-- Begin Exercise material --

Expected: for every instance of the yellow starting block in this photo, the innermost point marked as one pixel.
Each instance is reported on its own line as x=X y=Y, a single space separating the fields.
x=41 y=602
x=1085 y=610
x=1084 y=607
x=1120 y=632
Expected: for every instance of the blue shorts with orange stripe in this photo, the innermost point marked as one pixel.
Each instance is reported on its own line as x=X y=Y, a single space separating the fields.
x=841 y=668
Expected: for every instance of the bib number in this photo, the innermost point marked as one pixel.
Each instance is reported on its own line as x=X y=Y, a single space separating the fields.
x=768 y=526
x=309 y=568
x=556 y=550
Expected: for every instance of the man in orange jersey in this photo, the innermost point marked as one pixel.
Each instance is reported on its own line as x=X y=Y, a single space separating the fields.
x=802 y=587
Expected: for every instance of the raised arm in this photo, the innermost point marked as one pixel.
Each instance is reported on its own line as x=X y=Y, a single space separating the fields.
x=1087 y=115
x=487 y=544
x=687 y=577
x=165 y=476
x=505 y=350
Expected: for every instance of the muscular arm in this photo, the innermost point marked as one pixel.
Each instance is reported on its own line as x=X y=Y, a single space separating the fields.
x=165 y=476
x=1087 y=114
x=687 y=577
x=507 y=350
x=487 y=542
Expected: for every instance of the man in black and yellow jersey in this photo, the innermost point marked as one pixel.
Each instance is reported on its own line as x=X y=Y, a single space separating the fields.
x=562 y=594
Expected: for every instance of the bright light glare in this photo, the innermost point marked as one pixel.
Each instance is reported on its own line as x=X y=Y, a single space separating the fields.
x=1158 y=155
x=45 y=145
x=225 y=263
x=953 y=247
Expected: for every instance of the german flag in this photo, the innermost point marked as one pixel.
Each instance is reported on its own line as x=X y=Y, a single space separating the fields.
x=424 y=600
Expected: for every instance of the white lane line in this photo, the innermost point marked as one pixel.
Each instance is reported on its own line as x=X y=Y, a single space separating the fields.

-- End Exercise material --

• [What to work on] Copy every line of the listing above word for word, without changing anything.

• [Written answer]
Expected: for every instance of the yellow starting block in this photo, the innermost point marked as one pixel.
Each instance is reported on its own line as x=X y=Y, a single space separating the fields.
x=41 y=602
x=1085 y=610
x=1084 y=607
x=1120 y=632
Expected: for every instance of the blue shorts with orange stripe in this photo, the innermost point marked as one pixel.
Each instance is reported on its own line as x=X y=Y, a single space separating the fields.
x=841 y=668
Expected: for every instance of the bib number in this photo, the innermost point marked as one pixel.
Each instance is reported on its own line as x=X y=Y, a single space separating the fields.
x=768 y=526
x=309 y=568
x=556 y=550
Expected: for every instance of the man in orange jersey in this photo, the innermost point marked as one pixel.
Each instance is reported on its own line as x=X y=Y, a single space separating the fields.
x=802 y=587
Expected: for every instance of the raised arm in this photo, the innermost point marked as one pixel.
Each instance is reported on its own line as x=X y=Y, a single space separating the fields.
x=1087 y=115
x=487 y=544
x=687 y=577
x=165 y=476
x=505 y=350
Expected: for every instance of the muscular arm in this photo, the innermost point marked as one pixel.
Each instance is reported on its own line as x=X y=Y, a single space separating the fields.
x=165 y=476
x=1087 y=114
x=687 y=577
x=507 y=350
x=487 y=542
Expected: for every instance of the man in black and yellow jersey in this photo, the innermost point marked as one pixel.
Each instance is reported on its own line as x=X y=Y, a single space separating the fields.
x=562 y=594
Expected: for every instance of the bright light glare in this photo, the innermost point marked as one pixel.
Each instance is reported on its own line as x=X y=Y, a single space separating the fields.
x=1158 y=155
x=45 y=145
x=225 y=263
x=953 y=247
Expected: for every instance of the german flag in this photo, the innermost point marked as one pixel.
Each instance is reported on its own line as x=X y=Y, a single space separating the fields.
x=424 y=600
Expected: for every instance of the white lane line in this photo, the innermost point marked as one pixel.
Each instance is reported on its own line as x=X y=Y, a single space separating the fields.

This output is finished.